# Page extract:
::::
We need to stop telling ourselves lies about the risks of mountain sports.
I recently attended a rare event: a memorial for someone who didn’t die in the mountains. This particular high-achieving friend died of alcoholism, but was his addiction really so different than my own devotion to mountain sports? He knew alcohol would kill him, but chose to drink. And I am increasingly certain that if anyone spends enough time in the mountains, he or she will die there.
I often hear friends make statistically insane comments such as, “You can die on the way to the mountains just as easily as you can die in the mountains.” That statement, for the record, is a stinking pile of self-delusional excrement that does not smell any less foul with repeated exposure. The ignorance behind those words makes me seethe internally—because I once believed exactly the same thing.
I do a lot of presentations about mountain sports, and sometimes share a list of dead friends to remind myself and the audience that the hidden price for the stunning photographs is all-too-regularly life itself. There are 27 names on my list. Not one of those friends died while driving to the mountains. Not one died on a commercial airline flight. To equate the risks of mountain sports to everyday activities like driving or even the chance of death from cancer is completely idiotic. Every friend on my list drove to the mountains a lot, and some even wrecked vehicles and spent time in the hospital from those crashes. But they died doing mountain sports.
::::
# Dataset:
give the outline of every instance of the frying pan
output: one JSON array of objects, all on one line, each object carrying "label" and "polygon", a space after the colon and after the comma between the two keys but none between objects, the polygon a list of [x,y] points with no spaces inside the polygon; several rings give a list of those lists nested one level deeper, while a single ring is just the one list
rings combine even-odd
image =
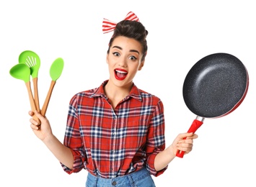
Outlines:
::::
# Set of tasks:
1. For each statement, decide whether the essay about mountain sports risks supports it. Answer yes or no, and quote the words that decide it.
(a) The friend whose memorial the author attended died in the mountains.
(b) The author's list of dead friends has 27 names.
(c) At least one friend on the list was killed while driving to the mountains.
2. List every cause of death, other than mountain sports, that the essay about mountain sports risks mentions.
Base your answers only on the essay about mountain sports risks.

# Solutions by task:
1.
(a) No: "a memorial for someone who didn’t die in the mountains"
(b) Yes: "There are 27 names on my list."
(c) No: "Not one of those friends died while driving to the mountains."

2.
- Alcoholism
- Driving to the mountains
- A commercial airline flight
- Cancer